Directions for this task —
Copy the entries character for character.
☆ ☆ ☆ ☆ ☆ ☆ ☆
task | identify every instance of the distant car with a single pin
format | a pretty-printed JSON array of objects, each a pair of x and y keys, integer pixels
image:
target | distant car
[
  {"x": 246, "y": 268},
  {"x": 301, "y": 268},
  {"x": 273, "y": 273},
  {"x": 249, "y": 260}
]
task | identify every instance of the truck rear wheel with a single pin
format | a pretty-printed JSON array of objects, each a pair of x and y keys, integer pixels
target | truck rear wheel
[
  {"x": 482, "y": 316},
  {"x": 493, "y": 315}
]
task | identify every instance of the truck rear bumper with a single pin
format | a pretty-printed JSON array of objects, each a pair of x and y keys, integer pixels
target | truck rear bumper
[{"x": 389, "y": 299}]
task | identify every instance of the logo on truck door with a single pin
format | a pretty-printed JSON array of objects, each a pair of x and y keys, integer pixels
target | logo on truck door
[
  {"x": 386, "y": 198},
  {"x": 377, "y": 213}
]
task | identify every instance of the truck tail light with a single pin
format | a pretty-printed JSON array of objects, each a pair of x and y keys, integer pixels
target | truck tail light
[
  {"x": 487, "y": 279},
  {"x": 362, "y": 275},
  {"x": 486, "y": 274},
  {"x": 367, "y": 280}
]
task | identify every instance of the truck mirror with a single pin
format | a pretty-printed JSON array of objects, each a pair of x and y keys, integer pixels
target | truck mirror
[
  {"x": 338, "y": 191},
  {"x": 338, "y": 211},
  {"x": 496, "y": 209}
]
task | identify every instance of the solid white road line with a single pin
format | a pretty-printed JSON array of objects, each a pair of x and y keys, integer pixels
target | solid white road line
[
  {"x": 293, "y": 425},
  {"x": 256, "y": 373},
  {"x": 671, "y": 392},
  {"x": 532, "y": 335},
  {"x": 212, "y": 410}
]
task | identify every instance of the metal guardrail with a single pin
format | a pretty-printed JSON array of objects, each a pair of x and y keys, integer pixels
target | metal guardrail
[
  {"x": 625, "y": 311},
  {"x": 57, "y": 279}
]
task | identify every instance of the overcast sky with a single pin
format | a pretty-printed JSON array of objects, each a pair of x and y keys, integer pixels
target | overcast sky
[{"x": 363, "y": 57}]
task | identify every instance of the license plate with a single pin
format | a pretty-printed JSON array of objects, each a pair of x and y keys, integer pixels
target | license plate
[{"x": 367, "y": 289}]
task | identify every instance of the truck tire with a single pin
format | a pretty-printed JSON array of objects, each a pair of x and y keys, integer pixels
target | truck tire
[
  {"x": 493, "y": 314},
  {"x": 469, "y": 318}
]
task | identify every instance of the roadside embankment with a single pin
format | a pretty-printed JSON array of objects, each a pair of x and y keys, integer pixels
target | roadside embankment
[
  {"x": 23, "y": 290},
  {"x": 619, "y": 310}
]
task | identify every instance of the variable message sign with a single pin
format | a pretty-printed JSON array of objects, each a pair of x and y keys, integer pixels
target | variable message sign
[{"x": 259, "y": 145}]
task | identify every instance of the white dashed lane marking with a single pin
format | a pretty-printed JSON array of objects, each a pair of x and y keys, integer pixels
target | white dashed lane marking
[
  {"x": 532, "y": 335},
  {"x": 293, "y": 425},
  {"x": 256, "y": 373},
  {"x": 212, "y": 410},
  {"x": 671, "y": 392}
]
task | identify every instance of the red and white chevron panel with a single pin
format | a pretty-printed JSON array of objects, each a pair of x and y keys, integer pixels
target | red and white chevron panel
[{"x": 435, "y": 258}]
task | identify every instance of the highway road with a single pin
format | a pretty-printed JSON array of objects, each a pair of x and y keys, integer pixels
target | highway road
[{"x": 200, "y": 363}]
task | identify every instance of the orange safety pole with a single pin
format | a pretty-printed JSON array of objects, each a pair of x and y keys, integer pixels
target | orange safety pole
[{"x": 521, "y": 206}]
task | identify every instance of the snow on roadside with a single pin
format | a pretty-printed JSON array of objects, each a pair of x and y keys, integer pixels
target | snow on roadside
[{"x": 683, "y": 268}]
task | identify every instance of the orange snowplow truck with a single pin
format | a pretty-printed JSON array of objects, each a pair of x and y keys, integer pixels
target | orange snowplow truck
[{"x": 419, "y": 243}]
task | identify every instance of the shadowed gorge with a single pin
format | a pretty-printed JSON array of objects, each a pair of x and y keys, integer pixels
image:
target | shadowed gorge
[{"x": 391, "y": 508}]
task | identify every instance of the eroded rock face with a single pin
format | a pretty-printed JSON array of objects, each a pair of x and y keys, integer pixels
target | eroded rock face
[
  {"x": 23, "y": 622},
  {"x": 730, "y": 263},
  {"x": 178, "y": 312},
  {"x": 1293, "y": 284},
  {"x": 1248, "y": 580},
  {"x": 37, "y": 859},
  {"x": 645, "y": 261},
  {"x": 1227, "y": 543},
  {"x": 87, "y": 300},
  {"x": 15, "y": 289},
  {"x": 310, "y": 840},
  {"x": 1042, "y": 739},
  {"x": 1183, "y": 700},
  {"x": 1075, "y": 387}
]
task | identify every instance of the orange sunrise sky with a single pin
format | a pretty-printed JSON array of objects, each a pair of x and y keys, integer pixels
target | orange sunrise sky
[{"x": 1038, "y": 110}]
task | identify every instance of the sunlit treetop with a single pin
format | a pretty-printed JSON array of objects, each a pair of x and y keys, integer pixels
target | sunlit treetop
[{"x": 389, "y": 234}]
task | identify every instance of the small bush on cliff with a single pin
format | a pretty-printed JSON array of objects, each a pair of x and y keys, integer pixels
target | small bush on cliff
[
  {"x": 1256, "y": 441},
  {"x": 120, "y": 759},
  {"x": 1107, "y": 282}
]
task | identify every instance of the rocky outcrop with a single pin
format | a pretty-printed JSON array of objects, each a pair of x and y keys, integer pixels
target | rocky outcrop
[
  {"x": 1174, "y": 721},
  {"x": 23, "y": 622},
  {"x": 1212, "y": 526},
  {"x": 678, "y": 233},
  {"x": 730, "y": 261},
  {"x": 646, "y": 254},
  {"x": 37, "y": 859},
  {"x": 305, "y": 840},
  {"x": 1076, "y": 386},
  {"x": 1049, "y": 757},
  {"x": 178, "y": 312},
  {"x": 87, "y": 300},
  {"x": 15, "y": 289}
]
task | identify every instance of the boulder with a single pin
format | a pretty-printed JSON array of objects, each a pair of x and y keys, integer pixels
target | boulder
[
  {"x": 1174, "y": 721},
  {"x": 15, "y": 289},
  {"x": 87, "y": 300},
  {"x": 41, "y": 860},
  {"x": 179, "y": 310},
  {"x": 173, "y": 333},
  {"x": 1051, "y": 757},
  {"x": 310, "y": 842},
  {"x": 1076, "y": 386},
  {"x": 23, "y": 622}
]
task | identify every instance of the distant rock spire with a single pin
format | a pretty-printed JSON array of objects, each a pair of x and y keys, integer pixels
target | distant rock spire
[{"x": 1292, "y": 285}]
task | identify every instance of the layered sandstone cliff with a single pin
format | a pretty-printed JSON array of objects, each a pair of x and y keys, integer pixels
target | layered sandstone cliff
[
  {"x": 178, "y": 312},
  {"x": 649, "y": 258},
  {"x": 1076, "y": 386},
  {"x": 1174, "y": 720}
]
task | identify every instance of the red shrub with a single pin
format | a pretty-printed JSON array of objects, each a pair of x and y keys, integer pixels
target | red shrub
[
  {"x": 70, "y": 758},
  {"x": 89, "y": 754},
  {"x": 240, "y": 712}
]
☆ ☆ ☆ ☆ ☆ ☆ ☆
Answer box —
task | identify every instance of the distant car with a single pin
format | a pretty-printed JSON array of objects, each a pair of x and y keys, integer pixels
image:
target | distant car
[
  {"x": 246, "y": 268},
  {"x": 301, "y": 268},
  {"x": 273, "y": 273},
  {"x": 249, "y": 260}
]
task | identify every instance of the truck rear wheel with a single pin
format | a pretty-printed JSON array of objects, each a pair of x and y keys, integer pixels
target | truck rear wheel
[
  {"x": 482, "y": 316},
  {"x": 493, "y": 315}
]
task | identify every instance of the truck rear bumper with a single pin
format | a pretty-printed JSON array of objects, each a pair of x and y keys, integer pixels
target | truck rear bumper
[{"x": 389, "y": 299}]
task | identify every instance of the logo on truck door with a single pin
format | a pretty-printed JSON array of objects, each a pair of x and y keys, integer pixels
target | logo on truck door
[
  {"x": 386, "y": 198},
  {"x": 377, "y": 213}
]
task | identify every instance of the truck tail light with a single pin
format | a pretty-printed JSON array of objects, each a pair of x and y keys, integer pixels
target | truck tail light
[
  {"x": 487, "y": 279},
  {"x": 362, "y": 275},
  {"x": 486, "y": 274},
  {"x": 367, "y": 280}
]
task | identify every instance of the truck mirror with a single pin
format | a pretty-printed JSON array of objects, each a pair of x and y keys, integer pixels
target | truck mirror
[
  {"x": 338, "y": 191},
  {"x": 338, "y": 211},
  {"x": 496, "y": 209}
]
task | identify every instance of the solid white road line with a single pin
format | a pretty-printed JSON array of objects, each a pair of x and y keys, integer pixels
target | solid white road line
[
  {"x": 293, "y": 425},
  {"x": 256, "y": 373},
  {"x": 671, "y": 392},
  {"x": 532, "y": 335},
  {"x": 212, "y": 410}
]
task | identify every instance of the metal guardrail with a single pin
format | a pretty-printed JSON array of objects, each a pair of x and y keys, integer pixels
target | metal guardrail
[
  {"x": 625, "y": 311},
  {"x": 57, "y": 279}
]
task | identify every instance of the overcast sky with a single pin
format | a pretty-printed JSON array of objects, each a pair of x and y keys, integer pixels
target | overcast sky
[{"x": 363, "y": 57}]
task | identify every instance of the license plate with a single pin
format | a pretty-printed JSON array of objects, each a pair of x and y keys, integer pixels
target | license plate
[{"x": 367, "y": 289}]
task | identify every instance of the truck tire with a single pin
format | a pretty-printed JSON array of objects, each a pair of x and y keys, integer pixels
target | truck tire
[
  {"x": 493, "y": 314},
  {"x": 469, "y": 318}
]
task | identify every instance of the roadside embankment with a single pin
format | a pretty-printed JSON array of objects, each a pair of x and y keys, integer pixels
target | roadside embankment
[
  {"x": 23, "y": 290},
  {"x": 619, "y": 310}
]
task | identify every instance of the variable message sign with a single pin
format | a pretty-printed JSON array of objects, each a pair of x and y keys, integer pixels
target | variable message sign
[{"x": 259, "y": 145}]
task | identify every instance of the white dashed lane marking with a single pin
format | a pretty-printed JSON array of objects, each a pair of x and y keys, integer pixels
target | white dashed lane marking
[
  {"x": 532, "y": 335},
  {"x": 293, "y": 425},
  {"x": 256, "y": 373},
  {"x": 212, "y": 410},
  {"x": 671, "y": 392}
]
task | identify every instance of the red and white chevron panel with a single pin
format | a pretty-printed JSON array of objects, each a pair of x and y keys, integer pixels
target | red and white chevron panel
[{"x": 435, "y": 258}]
task | identify every instance of the highway road with a single pin
format | a pretty-printed JSON array of objects, each a pair of x and y keys, integer pixels
target | highway road
[{"x": 200, "y": 363}]
task | identify every instance of the orange safety pole with a single pin
format | a pretty-printed JSON array of objects, each a pair of x and y keys, integer pixels
target | orange safety pole
[{"x": 521, "y": 206}]
task | identify every instance of the snow on roadside with a single pin
format | a pretty-printed JSON array of objects, each a pair of x and y keys, integer pixels
target | snow on roadside
[{"x": 683, "y": 268}]
task | identify every instance of the orange snowplow truck with a single pin
format | a pretty-printed JSON array of objects, each a pair of x and y keys, integer pixels
target | orange snowplow truck
[{"x": 419, "y": 243}]
task | identify every instance of the shadowed gorge with a single pin
format | a pretty-printed JSON array of objects, each a pair of x and y keys, integer pixels
image:
target | shadowed gorge
[{"x": 391, "y": 508}]
task | identify every instance of the eroded rock face with a single pin
format | a pretty-printed JSON array of objects, each a pair of x and y keys, integer pixels
target | eroded rock face
[
  {"x": 23, "y": 622},
  {"x": 730, "y": 263},
  {"x": 178, "y": 312},
  {"x": 1293, "y": 284},
  {"x": 1248, "y": 580},
  {"x": 37, "y": 859},
  {"x": 645, "y": 261},
  {"x": 1227, "y": 543},
  {"x": 87, "y": 300},
  {"x": 15, "y": 289},
  {"x": 310, "y": 840},
  {"x": 1042, "y": 739},
  {"x": 1183, "y": 700},
  {"x": 1075, "y": 387}
]
task | identify every instance of the orange sunrise sky with a single pin
format | a pretty-printed JSON array of objects, each a pair of x and y keys, integer pixels
target | orange sunrise sky
[{"x": 1038, "y": 110}]
task | identify every instance of the sunlit treetop with a single pin
format | a pretty-printed JSON array of objects, each a pair of x and y keys, integer pixels
target | sunlit treetop
[{"x": 389, "y": 234}]
task | identify every instance of the small bush on cliff with a single pin
format | a pretty-printed JSON array of objects, each a pair of x and y keys, integer pixels
target | small bush on cliff
[
  {"x": 1256, "y": 441},
  {"x": 120, "y": 759},
  {"x": 1107, "y": 282}
]
task | identify every instance of the rocky outcrop with a single pin
format | a pretty-printed JSON array of objects, each a pair of x and y keys, integer pixels
target | rocky outcrop
[
  {"x": 1174, "y": 721},
  {"x": 23, "y": 622},
  {"x": 1212, "y": 526},
  {"x": 678, "y": 233},
  {"x": 730, "y": 261},
  {"x": 646, "y": 254},
  {"x": 37, "y": 859},
  {"x": 305, "y": 840},
  {"x": 1076, "y": 386},
  {"x": 1049, "y": 757},
  {"x": 178, "y": 312},
  {"x": 87, "y": 300},
  {"x": 15, "y": 289}
]
task | identify every instance of the boulder with a single pin
format | a pretty-printed JSON array of objects, each a pair of x and y keys, integer pixels
target | boulder
[
  {"x": 1174, "y": 721},
  {"x": 15, "y": 289},
  {"x": 87, "y": 300},
  {"x": 41, "y": 860},
  {"x": 179, "y": 310},
  {"x": 173, "y": 333},
  {"x": 1051, "y": 757},
  {"x": 310, "y": 842},
  {"x": 1076, "y": 386},
  {"x": 23, "y": 622}
]
task | identify every instance of the distant rock spire with a single pin
format | a pretty-printed JSON array of objects, each a pair of x and y keys, integer pixels
target | distant rock spire
[{"x": 1292, "y": 285}]
task | identify every instance of the layered sandstone cliff with a single pin
format | a pretty-printed JSON array of objects, each a pair of x and y keys, integer pixels
target | layered sandstone cliff
[
  {"x": 178, "y": 312},
  {"x": 649, "y": 258},
  {"x": 1076, "y": 386},
  {"x": 1174, "y": 720}
]
task | identify every instance of the red shrub with a single pin
format | a pretty-printed JSON array of objects, each a pair of x and y keys, integer pixels
target | red shrub
[
  {"x": 70, "y": 758},
  {"x": 89, "y": 754},
  {"x": 240, "y": 712}
]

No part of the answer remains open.